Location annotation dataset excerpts

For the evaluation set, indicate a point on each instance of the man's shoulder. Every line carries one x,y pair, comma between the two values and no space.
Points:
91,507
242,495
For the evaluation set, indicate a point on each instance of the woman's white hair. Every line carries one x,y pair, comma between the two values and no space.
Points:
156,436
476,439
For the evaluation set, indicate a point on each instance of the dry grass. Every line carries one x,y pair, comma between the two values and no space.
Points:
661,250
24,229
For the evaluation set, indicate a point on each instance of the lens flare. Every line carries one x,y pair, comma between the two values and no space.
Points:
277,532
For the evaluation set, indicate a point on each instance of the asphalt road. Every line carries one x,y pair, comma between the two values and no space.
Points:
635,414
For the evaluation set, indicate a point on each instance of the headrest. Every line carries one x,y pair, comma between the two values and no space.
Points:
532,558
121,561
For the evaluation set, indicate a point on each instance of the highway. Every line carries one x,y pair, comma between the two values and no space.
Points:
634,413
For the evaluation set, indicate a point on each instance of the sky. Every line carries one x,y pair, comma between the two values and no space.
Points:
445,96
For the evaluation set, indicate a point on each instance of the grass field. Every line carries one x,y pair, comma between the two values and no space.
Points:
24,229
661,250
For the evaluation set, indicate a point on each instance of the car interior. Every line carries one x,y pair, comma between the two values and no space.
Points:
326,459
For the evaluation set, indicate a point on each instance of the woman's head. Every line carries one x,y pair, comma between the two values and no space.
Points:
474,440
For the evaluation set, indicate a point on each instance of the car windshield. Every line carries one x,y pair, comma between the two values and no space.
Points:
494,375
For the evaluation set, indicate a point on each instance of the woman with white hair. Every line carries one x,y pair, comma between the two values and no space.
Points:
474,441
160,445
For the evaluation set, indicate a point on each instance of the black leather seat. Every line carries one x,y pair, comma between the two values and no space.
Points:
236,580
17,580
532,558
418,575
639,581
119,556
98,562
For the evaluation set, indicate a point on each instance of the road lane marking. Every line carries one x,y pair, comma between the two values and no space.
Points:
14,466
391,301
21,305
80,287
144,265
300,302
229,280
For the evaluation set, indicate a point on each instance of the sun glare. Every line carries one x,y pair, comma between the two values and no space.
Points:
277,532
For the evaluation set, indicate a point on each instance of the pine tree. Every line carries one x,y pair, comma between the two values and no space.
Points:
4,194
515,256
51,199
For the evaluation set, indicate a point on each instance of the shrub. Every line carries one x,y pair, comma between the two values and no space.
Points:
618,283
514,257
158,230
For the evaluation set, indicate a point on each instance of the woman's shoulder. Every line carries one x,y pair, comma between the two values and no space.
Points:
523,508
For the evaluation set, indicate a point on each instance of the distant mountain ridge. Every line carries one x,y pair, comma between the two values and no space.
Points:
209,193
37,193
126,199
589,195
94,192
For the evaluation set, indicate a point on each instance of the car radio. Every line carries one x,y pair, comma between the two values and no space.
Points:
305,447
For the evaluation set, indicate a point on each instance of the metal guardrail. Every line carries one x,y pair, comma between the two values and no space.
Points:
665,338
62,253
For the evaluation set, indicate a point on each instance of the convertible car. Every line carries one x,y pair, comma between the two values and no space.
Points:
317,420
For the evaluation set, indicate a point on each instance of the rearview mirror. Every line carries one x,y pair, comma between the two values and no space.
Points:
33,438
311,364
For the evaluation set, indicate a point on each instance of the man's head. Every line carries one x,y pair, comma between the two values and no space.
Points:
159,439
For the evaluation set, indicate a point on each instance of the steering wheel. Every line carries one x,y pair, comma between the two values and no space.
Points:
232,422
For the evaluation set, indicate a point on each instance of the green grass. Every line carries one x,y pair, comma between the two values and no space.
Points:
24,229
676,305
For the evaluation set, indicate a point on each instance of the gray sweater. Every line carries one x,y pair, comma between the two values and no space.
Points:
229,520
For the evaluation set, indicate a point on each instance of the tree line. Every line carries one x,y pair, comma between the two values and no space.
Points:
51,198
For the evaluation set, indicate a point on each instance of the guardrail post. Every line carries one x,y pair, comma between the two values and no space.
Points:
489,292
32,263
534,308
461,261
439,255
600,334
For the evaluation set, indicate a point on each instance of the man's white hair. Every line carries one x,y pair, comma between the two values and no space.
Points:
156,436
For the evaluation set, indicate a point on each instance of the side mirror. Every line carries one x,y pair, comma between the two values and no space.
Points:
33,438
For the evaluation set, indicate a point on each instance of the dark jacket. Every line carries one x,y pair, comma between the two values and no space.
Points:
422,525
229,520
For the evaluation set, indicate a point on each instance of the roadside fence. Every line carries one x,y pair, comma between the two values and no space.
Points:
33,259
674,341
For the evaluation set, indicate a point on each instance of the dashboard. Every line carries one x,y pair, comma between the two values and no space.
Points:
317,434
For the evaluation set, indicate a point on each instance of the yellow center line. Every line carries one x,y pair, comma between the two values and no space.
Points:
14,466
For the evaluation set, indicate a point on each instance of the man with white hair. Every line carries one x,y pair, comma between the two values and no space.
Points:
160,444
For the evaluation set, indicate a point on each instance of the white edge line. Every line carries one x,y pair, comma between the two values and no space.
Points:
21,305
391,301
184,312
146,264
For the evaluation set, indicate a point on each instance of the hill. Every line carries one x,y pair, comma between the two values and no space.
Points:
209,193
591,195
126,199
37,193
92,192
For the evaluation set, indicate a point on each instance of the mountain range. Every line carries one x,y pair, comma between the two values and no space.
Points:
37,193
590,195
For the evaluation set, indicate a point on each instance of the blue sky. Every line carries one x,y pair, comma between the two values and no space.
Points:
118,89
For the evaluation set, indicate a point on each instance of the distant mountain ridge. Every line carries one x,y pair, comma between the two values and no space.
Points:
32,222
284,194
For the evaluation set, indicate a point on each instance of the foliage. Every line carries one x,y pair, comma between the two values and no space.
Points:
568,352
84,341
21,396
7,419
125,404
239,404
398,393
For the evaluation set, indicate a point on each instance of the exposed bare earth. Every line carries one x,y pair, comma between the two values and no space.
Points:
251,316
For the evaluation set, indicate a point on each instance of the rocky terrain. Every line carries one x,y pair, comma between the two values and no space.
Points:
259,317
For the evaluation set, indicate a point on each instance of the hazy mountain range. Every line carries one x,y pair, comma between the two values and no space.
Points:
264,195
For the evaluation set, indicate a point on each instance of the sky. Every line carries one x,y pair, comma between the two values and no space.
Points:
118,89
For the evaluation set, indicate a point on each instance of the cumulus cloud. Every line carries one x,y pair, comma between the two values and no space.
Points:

■ What is asked: Output the entries verbatim.

■ Answer to this problem:
For the evaluation set, indicate a point on each instance of the man's shoulder. Every line carries one x,y pair, comma between the two values and no space.
Points:
91,507
242,495
For the evaluation set, indicate a point on each instance of the woman's white hair. Every line carries one x,y pair, comma between the two values and no space.
Points:
156,436
476,439
For the evaluation set, indicate a point on each instance of the dry grass. Every line carries one x,y pair, comma between the two values and no space.
Points:
661,250
24,229
For the evaluation set, indicate a point on each instance of the lens flare. Every line carries one x,y pair, comma between the two values and no space.
Points:
277,532
For the evaluation set, indicate a point on each instance of the asphalt road. Every line carries one x,y pair, comma between the two values and no space.
Points:
635,414
For the evaluation set, indicate a point on each instance of the headrest. Every line carries one x,y pair, comma between the two values and no space.
Points:
532,558
121,561
For the evaluation set, indicate a point on each instance of the highway. Every line carries one x,y pair, comma between the two values and no space.
Points:
634,413
For the evaluation set, indicate a point on each instance of the sky. Every line carries one x,y pair, comma between the two values and no space.
Points:
445,96
For the evaluation set, indicate a point on each instance of the grass field. Every line carries one x,y pair, comma between the two values and no space.
Points:
24,229
661,250
For the evaluation set, indicate a point on each instance of the car interior. Every line carries one x,y pair, comma between the two values and no space.
Points:
326,459
For the evaluation set, indicate a point on each instance of the woman's head. Every line carries one x,y pair, comma between the two values and no space.
Points:
474,440
For the evaluation set, indicate a point on each instance of the car windshield. Every line carries one x,y pair, comma between the two values and no space.
Points:
494,375
For the evaluation set, indicate a point on each instance of the woman with white hair. Every line carries one x,y pair, comma between the two values and no space.
Points:
474,441
160,445
For the evaluation set, indicate a point on each instance of the black leather seat. Every line carries one x,y pair, comma between the two values and no space.
Points:
236,580
17,580
532,558
418,575
639,581
119,556
98,562
For the evaluation set, indicate a point on each instance of the road lane marking. Every line carries one x,y pair, comma between the two values and no space.
Points:
14,466
391,301
21,305
80,287
144,265
300,302
229,280
For the evaluation set, indicate a point on each instance of the sun glare. Every line carries one x,y pair, comma between the two values and no space.
Points:
277,532
For the evaluation set, indicate a point on each instance of the pine tree. Every line carries one x,y pair, comma between the two values and no space.
Points:
4,194
515,256
51,199
For the evaluation set, indicate a point on each instance of the shrub. Every line carries one x,y pair, comma between the two values and no space.
Points:
618,283
514,257
158,230
For the evaluation set, indicate a point on each instance of the woman's shoulder. Every line carries one x,y pair, comma between the two values and no space.
Points:
523,508
For the evaluation set, indicate a point on each instance of the distant mountain ridge. Every line carries one x,y pair, comma between the two values and no space.
Points:
209,193
37,193
126,199
589,195
94,192
For the evaluation set, indicate a point on each instance of the car radio. Every line carries one x,y pair, comma between the two values and no space.
Points:
305,447
For the evaluation set, indicate a point on each instance of the metal guardrail. Every line carries one x,y pair, comma between the two values and no space.
Points:
665,338
62,253
For the evaluation set, indicate a point on each instance of the convertible car. Every line carries one x,y pair, comma between the two values and no space.
Points:
317,420
For the evaluation set, indicate a point on each instance of the rearview mirror. Every line carries one x,y pair, comma between the two values and no space.
Points:
33,438
311,364
For the evaluation set, indicate a point on each instance of the man's head. Every line carries one x,y pair, comma between the two values and no space.
Points:
159,439
For the evaluation set, indicate a point on each instance of the steering wheel. Every line carries one x,y pair, comma between the two values and no space.
Points:
232,422
For the evaluation set, indicate a point on each instance of the green grass. Every line carries one x,y pair, comma between the two values and no space.
Points:
24,229
676,305
For the evaluation set, indicate a point on each instance of the gray sweater. Every line carries one x,y pair, comma between the two values and no space.
Points:
229,520
For the evaluation set, indicate a point on each instance of the tree line. Every line carries one x,y pair, comma between the two values and no space.
Points:
51,198
For the evaluation set, indicate a point on each instance of the guardrail post. Every line carries one x,y pair, comma between the two values and no space.
Points:
489,292
32,263
534,308
461,261
439,255
600,334
For the evaluation set, indicate a point on each instance of the man's white hair. Every line carries one x,y pair, comma between the two values and no space.
Points:
156,436
For the evaluation set, indicate a point on each instance of the side mirror. Every line carries one x,y pair, comma between the two values and no space.
Points:
33,438
For the evaluation set, indicate a point on each instance of the dark jacket. Every line carries one x,y pair, comma between the two values and no space.
Points:
422,525
229,520
For the evaluation set, indicate a point on each instance of the roadside fence. Every line carries one x,y pair, comma between the two values and no space.
Points:
33,259
674,341
For the evaluation set, indicate a point on each instance of the dashboard. Every line carries one x,y pair, comma between the two values and no space.
Points:
317,434
For the evaluation set, indicate a point on each instance of the yellow center line. Every line carries one x,y pair, comma between the two values and no space.
Points:
14,466
For the evaluation set, indicate a point on each instance of the man with white hair. Every line carries one x,y pair, comma between the two values and no space.
Points:
160,444
For the evaluation set, indicate a point on each instance of the white edge line. Every line carries one x,y pair, comma between the two values and no space.
Points:
21,305
391,301
184,312
146,264
For the evaluation set, indicate a point on each instance of the hill. Every line carries one x,y pair, comma between the two values and no space.
Points:
209,193
591,195
126,199
37,193
92,192
For the evaluation set, indicate a point on each instance of the mountain range. Every line carries one x,y pair, comma between the two values and no space.
Points:
37,193
590,195
For the evaluation set, indicate a point on each instance of the blue sky. Every line carries one x,y pair, comma between the two values and no space.
Points:
118,89
For the evaluation set, indicate a point on each instance of the distant mountain ridge. Every line carries one x,y pair, comma between the two values and no space.
Points:
32,222
284,194
For the evaluation set, indicate a point on each instance of the foliage. Every line carries one x,y pair, comma between the two values and no space.
Points:
568,352
84,341
21,396
7,419
125,404
239,404
398,393
For the evaluation set, indicate a point on each instance of the exposed bare earth. Every line carries one x,y pair, comma between the two values and no space.
Points:
251,316
For the evaluation set, indicate a point on each instance of the rocky terrain. Every line carries one x,y pair, comma between the two values and no space.
Points:
259,317
For the evaluation set, indicate a point on each instance of the hazy mountain range. Every line carries one x,y pair, comma between the two values and no space.
Points:
264,195
For the evaluation set, indicate a point on each instance of the sky. Every line carries one x,y pair, comma between the two values and no space.
Points:
118,89
For the evaluation set, indicate a point on each instance of the cumulus cloud. Every line carries one x,y pair, comma between the two values and no space.
Points:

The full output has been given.